---------- Material for this task ----------
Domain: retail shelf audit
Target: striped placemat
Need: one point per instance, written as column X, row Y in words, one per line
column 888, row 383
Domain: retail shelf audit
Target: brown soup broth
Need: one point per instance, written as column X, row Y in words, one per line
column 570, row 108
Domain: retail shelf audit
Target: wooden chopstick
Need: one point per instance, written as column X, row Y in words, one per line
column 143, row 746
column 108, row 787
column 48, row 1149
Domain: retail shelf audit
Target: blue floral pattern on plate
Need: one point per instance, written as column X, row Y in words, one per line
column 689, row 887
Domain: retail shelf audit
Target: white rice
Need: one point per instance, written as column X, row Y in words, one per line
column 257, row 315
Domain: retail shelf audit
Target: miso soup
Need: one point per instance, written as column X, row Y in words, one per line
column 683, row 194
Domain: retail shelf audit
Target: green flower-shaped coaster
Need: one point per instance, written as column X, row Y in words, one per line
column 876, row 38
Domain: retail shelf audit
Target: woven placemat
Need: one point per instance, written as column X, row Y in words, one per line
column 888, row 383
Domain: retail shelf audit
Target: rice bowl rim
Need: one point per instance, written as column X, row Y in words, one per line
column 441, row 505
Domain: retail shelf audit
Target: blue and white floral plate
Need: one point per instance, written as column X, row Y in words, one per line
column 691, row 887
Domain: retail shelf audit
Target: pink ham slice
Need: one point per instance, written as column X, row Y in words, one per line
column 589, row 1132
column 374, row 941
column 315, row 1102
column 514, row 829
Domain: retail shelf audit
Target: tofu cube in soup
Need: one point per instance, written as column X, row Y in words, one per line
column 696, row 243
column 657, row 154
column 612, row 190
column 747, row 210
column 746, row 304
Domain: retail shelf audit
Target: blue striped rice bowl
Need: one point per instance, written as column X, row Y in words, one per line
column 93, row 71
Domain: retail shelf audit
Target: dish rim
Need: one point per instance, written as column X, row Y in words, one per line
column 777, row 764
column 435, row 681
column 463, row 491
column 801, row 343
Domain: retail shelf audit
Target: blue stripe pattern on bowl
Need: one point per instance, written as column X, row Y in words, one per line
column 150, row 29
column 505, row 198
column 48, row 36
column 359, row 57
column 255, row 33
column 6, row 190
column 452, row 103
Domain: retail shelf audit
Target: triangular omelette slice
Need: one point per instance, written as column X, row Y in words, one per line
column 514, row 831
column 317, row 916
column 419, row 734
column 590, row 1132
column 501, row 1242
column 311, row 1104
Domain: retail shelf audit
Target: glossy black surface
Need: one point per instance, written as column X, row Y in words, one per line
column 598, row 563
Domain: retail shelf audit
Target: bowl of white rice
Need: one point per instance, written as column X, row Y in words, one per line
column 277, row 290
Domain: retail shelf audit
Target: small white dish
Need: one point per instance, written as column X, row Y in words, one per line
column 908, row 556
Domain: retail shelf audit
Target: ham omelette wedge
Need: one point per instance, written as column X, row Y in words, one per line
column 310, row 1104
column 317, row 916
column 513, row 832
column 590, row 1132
----------
■ **Task**
Update every one of the records above by replacing "retail shelf audit" with "restaurant table audit" wherever it occurs, leaving all other text unchanged.

■ **Reply to the task**
Domain: restaurant table audit
Target: striped placemat
Need: one point per instance, written as column X, row Y in words, one per line
column 888, row 383
Domain: restaurant table audit
Target: brown soup broth
Need: one point per instance, written as column X, row Y in words, one per line
column 570, row 108
Domain: restaurant table audit
Target: wooden chopstick
Need: one point per instance, written as column X, row Y in words, one per line
column 143, row 746
column 108, row 787
column 48, row 1149
Domain: restaurant table audit
Target: blue floral pattern on plate
Need: one point per instance, written as column X, row Y in words, one per line
column 689, row 887
Domain: restaurant table audit
Target: white rice
Need: one point per instance, written as column X, row Y in words, one per line
column 257, row 315
Domain: restaurant table audit
Target: miso soup
Need: one point per instance, written as column X, row Y in words, one per line
column 683, row 194
Domain: restaurant table audit
Target: green flower-shaped coaster
Need: one point per instance, written as column X, row Y in words, one per line
column 876, row 38
Domain: restaurant table audit
Target: woven placemat
Need: one point per instance, written as column X, row Y in words, one per line
column 888, row 383
Domain: restaurant table audit
Target: rice bowl rim
Need: one point per instance, written as column X, row Y in words, one per line
column 441, row 505
Domain: restaurant table audit
Target: blue and white floral plate
Need: one point per instance, written as column X, row Y in words, one per line
column 691, row 887
Domain: restaurant table audit
Target: pink ham slice
Need: one point per instance, written as column X, row Y in words, one per line
column 589, row 1132
column 374, row 941
column 315, row 1102
column 514, row 829
Domain: restaurant table audit
Target: tofu cube in soup
Need: one point per instance, written as column X, row Y in words, one per line
column 696, row 243
column 657, row 154
column 612, row 190
column 747, row 210
column 746, row 304
Domain: restaurant table audit
Target: blue striped rice bowl
Need: one point per instance, written as column X, row Y in words, one per line
column 93, row 71
Domain: restaurant table audit
Target: dish rim
Need: one point per instance, written as column X, row Y in words, one per line
column 777, row 764
column 435, row 681
column 463, row 491
column 801, row 343
Domain: restaurant table audit
Target: blue stripe pattern on bowl
Need: one point per instance, written as column X, row Y in words, one per line
column 150, row 29
column 505, row 198
column 48, row 36
column 359, row 57
column 255, row 33
column 6, row 190
column 452, row 103
Domain: restaurant table audit
Target: triangular omelette slice
Need: one point per instance, written as column X, row Y in words, one per line
column 514, row 831
column 317, row 916
column 419, row 734
column 590, row 1132
column 501, row 1242
column 311, row 1104
Domain: restaurant table audit
Target: glossy black surface
Need: one point per instance, written as column X, row Y in words, one per line
column 598, row 563
Domain: restaurant table audit
Target: bowl of white rice
Need: one point per instance, written as column X, row Y in words, one per line
column 277, row 290
Domain: restaurant table audit
Target: small white dish
Need: one point per instance, written as column X, row Y in words, one per line
column 908, row 556
Domain: restaurant table audit
Target: ham omelette wedge
Need: one point per instance, written as column X, row Y in words, one per line
column 310, row 1104
column 317, row 916
column 513, row 832
column 590, row 1132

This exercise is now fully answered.